* _ARTIKEL_
════════════════

BEBERAPA waktu lalu, ramai orang mengulas soal harga makanan. Yang membeli merasa tak sesuai, harga terlampau tinggi. Namun begitu ia posting di media sosial, sejagat ramai, mulailah ribut makanan.
Pro kontra mulai mengemuka, menjalar kemana-mana.
Ada yang berpendapat wajar, biasa. Tidak sedikit yang memandang salah kepada orang yang beli makanan, yang katanya tak tahu diri.
Tetapi terlepas dari hal itu, menarik ungkapan Buya Hamka dalam buku “Falsafah Hidup.”
Bahwa makan itu bukan untuk memuaskan nafsu belaka. Makan adalah untuk melengkapi hidup.
Kesadaran akan hal itu akan mendorong jiwa dan akal cakap mengontrol hawa nafsu, sehingga kita terampil menjaga langkah tetap dalam kebenaran, mengawasi dan menimbang, hingga tak kehilangan sisi kemanusiaan diri.

════════════════

* _INFORMASI YANG DIBERIKAN_
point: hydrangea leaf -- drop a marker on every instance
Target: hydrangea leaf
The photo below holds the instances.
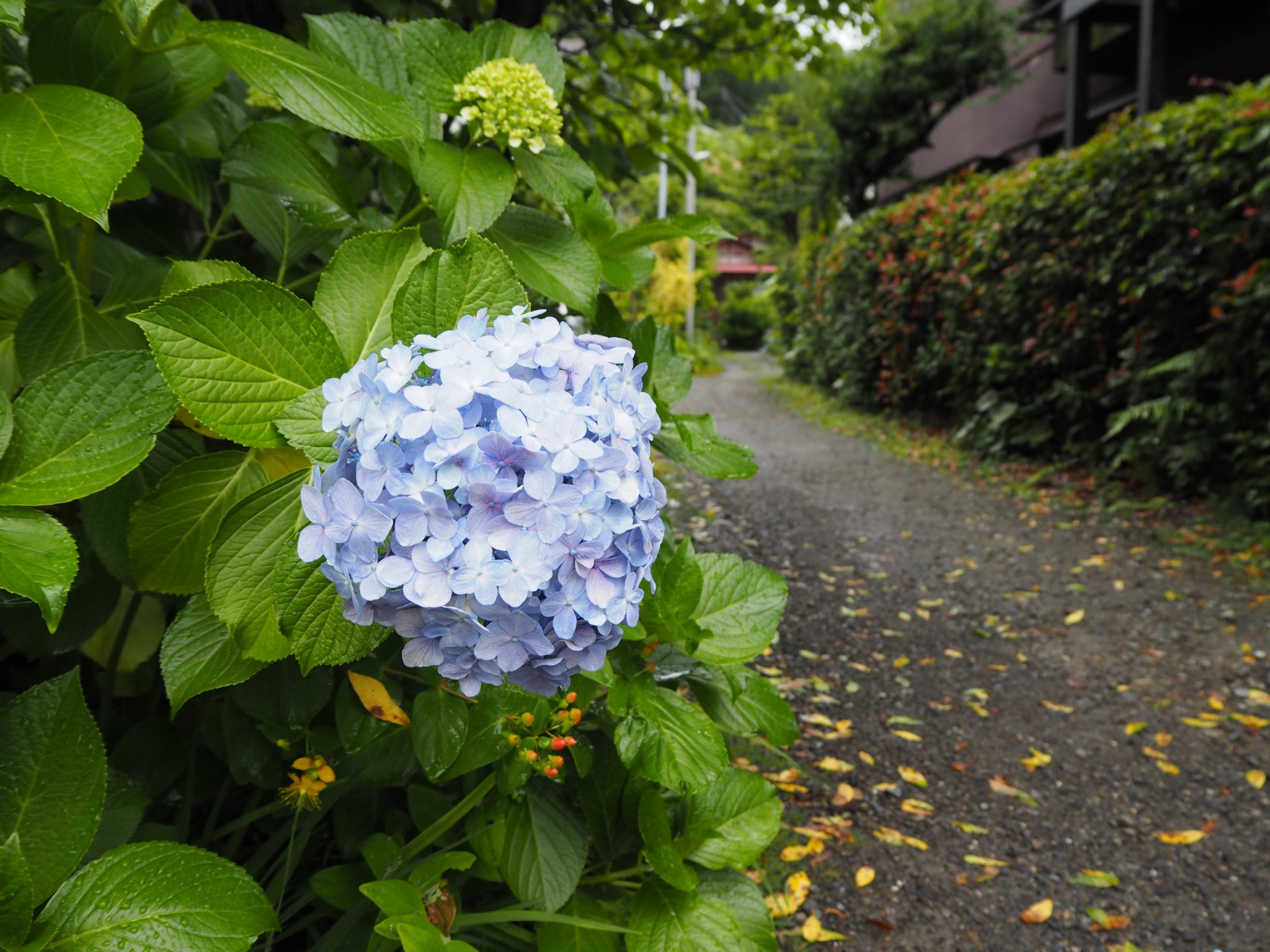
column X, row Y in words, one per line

════════════════

* _TUGAS_
Salin dengan tepat bagian artikel tentang harga makanan, mulai dari "Pro kontra mulai" sampai "untuk melengkapi hidup.".

* _JAWABAN SOAL INI_
Pro kontra mulai mengemuka, menjalar kemana-mana.
Ada yang berpendapat wajar, biasa. Tidak sedikit yang memandang salah kepada orang yang beli makanan, yang katanya tak tahu diri.
Tetapi terlepas dari hal itu, menarik ungkapan Buya Hamka dalam buku “Falsafah Hidup.”
Bahwa makan itu bukan untuk memuaskan nafsu belaka. Makan adalah untuk melengkapi hidup.